» **Prompt**: Please pull out each line of the data below that contains the word "mountain" and copy those lines unchanged.
───── Data excerpts
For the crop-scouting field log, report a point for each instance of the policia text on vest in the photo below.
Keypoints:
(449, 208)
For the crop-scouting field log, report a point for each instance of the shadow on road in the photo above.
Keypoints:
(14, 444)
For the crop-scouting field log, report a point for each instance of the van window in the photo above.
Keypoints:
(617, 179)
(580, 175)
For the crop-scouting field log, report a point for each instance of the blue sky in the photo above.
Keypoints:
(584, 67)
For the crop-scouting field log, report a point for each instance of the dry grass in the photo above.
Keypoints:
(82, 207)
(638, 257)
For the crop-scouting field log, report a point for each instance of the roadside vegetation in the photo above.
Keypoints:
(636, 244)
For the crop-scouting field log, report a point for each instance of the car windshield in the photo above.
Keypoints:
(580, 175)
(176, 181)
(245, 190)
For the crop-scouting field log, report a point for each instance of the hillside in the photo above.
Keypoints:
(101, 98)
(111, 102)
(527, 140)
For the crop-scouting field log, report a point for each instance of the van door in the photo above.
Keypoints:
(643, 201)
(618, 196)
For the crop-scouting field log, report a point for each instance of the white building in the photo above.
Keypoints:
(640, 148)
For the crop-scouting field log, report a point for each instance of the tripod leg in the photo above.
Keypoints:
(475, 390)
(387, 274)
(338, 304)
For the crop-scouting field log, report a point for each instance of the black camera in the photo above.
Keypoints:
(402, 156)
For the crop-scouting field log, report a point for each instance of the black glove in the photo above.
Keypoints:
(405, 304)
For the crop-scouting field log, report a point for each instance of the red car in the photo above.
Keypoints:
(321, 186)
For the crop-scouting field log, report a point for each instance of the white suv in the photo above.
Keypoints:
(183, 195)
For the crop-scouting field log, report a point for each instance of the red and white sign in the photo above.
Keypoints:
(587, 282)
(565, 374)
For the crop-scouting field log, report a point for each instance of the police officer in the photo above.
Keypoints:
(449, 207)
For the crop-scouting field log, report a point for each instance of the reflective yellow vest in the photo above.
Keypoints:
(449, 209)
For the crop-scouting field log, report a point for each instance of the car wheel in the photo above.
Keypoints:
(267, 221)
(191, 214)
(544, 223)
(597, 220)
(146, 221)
──────────
───── Data excerpts
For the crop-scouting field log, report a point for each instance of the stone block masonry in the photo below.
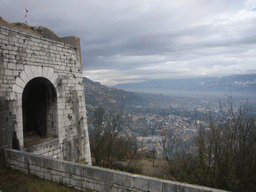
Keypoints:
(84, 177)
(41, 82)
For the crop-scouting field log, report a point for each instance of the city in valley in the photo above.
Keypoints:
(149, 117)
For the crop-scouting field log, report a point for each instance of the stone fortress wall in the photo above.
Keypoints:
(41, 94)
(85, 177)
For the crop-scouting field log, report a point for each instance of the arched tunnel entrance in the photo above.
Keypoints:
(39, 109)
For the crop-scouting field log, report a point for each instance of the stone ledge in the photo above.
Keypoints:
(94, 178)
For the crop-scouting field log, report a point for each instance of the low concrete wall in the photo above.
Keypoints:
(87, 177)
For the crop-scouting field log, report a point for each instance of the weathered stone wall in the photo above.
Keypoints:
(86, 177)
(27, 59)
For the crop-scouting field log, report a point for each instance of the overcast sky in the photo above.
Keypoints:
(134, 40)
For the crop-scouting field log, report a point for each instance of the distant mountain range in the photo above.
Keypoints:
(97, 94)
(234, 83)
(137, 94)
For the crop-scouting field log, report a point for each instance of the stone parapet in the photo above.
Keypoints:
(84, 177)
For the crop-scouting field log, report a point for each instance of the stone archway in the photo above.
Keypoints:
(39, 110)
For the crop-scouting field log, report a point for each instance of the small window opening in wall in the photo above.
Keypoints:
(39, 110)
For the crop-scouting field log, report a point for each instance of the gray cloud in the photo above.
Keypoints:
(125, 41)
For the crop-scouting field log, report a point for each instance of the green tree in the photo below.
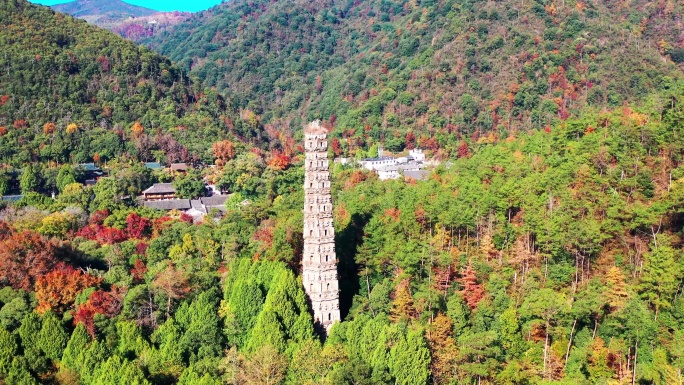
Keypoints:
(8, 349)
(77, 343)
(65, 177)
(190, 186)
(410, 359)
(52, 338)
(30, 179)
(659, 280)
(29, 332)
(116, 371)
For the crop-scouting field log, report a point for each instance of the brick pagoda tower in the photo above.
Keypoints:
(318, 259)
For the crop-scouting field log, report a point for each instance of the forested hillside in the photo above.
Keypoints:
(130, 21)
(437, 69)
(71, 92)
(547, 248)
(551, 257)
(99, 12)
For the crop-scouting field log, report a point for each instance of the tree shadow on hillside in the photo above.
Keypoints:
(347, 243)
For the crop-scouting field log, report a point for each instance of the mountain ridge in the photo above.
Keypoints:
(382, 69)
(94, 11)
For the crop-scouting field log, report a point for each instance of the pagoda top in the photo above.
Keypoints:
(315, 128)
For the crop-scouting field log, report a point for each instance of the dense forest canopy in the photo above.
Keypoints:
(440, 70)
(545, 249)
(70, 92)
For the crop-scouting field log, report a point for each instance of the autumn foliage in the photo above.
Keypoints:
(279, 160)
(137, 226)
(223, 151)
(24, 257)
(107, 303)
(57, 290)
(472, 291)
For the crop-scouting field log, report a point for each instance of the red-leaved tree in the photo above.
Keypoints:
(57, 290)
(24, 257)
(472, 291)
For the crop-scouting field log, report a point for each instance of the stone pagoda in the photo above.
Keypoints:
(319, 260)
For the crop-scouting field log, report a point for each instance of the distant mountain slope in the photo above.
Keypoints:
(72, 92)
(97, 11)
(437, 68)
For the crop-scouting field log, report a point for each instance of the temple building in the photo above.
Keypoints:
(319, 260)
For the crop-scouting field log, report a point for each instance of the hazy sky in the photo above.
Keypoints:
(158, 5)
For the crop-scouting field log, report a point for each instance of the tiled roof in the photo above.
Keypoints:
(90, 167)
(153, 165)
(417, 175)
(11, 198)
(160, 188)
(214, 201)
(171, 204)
──────────
───── Data excerpts
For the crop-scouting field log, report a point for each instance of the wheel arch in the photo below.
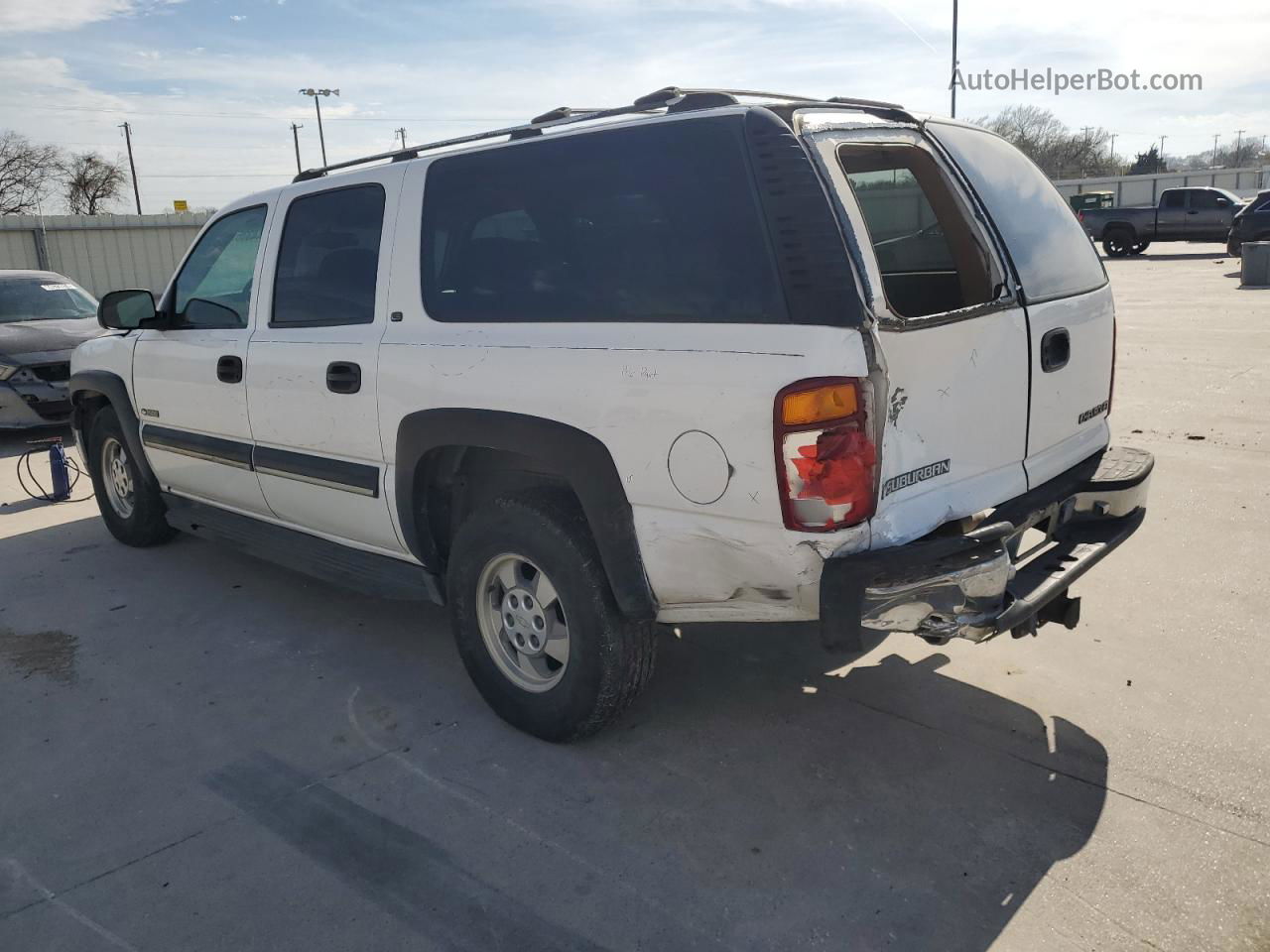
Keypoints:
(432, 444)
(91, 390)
──────────
» **Answer to this problem**:
For the crop-scouting field log, report a point for each instance of the distant mountain range in the photo above.
For the crop-scouting field log, report a point for each instance of the mountain ridge in the photo above.
For the crop-scouting field log, report a point for each instance of the distant mountain slope in the photo above.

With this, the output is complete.